TEXT SECTION ->
▼▼▼
# My tortoise new home



## diagra (Feb 24, 2012)

Since couple goood weeks I am creating complex of vivariums for my pets. First was for my wonder gecko, now tortoise. As Marginated tortoise are from Greece I went for Greek ruins theme. What do you think?? 






And here also whole story, how was done:
https://picasaweb.google.com/110632043355216559657/MarginatedTortoiseVivarium


----------



## turtlemann2 (Feb 24, 2012)

those pictures are MASSIVE lol they are like five times the size of my computer screen! lol 

did you build those your self? they look really good, how big are the tanks themselves?


----------



## ada caro (Feb 24, 2012)

Very very nice habitat.


----------



## TORTOISEMAN1 (Feb 24, 2012)

Very Cool I love it!


----------



## Jacob (Feb 24, 2012)
▲▲▲
[Extracted records]
▼▼▼
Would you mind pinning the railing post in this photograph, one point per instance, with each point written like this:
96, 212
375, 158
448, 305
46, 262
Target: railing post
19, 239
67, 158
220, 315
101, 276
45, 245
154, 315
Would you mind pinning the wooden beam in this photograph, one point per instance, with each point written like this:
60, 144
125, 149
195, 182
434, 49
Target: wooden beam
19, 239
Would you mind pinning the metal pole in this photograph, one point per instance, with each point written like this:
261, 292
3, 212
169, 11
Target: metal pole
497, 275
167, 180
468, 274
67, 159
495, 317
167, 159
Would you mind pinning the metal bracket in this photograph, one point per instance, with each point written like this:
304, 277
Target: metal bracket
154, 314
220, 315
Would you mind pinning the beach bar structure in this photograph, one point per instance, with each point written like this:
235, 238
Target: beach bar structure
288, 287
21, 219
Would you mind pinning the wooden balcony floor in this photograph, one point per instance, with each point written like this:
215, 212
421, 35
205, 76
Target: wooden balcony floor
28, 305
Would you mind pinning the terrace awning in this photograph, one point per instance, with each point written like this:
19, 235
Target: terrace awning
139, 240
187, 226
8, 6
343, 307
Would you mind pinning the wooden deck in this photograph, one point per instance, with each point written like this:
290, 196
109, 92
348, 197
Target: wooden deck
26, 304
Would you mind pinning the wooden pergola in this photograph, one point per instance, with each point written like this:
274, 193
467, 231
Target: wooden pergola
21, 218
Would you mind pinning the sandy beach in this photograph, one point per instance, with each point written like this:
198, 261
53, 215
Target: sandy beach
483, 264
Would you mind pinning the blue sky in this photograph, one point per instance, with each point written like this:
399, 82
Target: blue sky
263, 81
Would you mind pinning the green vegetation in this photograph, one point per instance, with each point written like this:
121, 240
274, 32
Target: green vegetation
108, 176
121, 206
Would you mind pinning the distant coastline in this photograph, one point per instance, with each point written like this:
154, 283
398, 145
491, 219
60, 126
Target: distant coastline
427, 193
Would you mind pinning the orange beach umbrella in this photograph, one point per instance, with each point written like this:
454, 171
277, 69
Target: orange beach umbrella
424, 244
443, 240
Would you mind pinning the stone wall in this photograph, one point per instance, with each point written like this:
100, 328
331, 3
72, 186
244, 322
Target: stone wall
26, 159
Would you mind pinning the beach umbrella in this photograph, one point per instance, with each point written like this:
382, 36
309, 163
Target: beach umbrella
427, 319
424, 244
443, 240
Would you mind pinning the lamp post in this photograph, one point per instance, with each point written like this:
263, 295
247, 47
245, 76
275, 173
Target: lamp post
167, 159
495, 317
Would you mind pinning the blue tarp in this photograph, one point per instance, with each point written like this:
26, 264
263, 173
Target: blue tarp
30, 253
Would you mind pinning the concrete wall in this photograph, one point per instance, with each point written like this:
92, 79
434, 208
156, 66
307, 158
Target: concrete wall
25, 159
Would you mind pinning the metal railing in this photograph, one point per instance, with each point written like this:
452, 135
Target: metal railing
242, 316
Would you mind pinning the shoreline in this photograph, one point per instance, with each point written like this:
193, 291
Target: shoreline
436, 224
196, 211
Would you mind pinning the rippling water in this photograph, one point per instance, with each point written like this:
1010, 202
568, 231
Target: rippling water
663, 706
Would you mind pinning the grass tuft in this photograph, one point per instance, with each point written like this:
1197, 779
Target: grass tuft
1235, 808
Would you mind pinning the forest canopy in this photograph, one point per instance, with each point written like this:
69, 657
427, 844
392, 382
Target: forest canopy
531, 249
▲▲▲
AIM -> Pick up the forum thread about the Greek-ruins tortoise vivarium from where it stops, and write what comes next.

EXERCISE RESPONSE ->
Very Nice Setup, I'm Jello.
If i had that i would put one sulcata on the bottom, and one leopard on the top, 
awesome


----------



## ALDABRAMAN (Feb 24, 2012)

Very nice!


----------



## Yvonne G (Feb 24, 2012)

Wow, Dagmara: Those are beautiful! You are quite talented.


----------



## Jason M (Feb 24, 2012)

Really like them, they are amazing.


----------



## HtVic (Feb 24, 2012)

about that lamp holder.
I've been looking for that kind of lamp holder, but I don't know what does it call and where to get it?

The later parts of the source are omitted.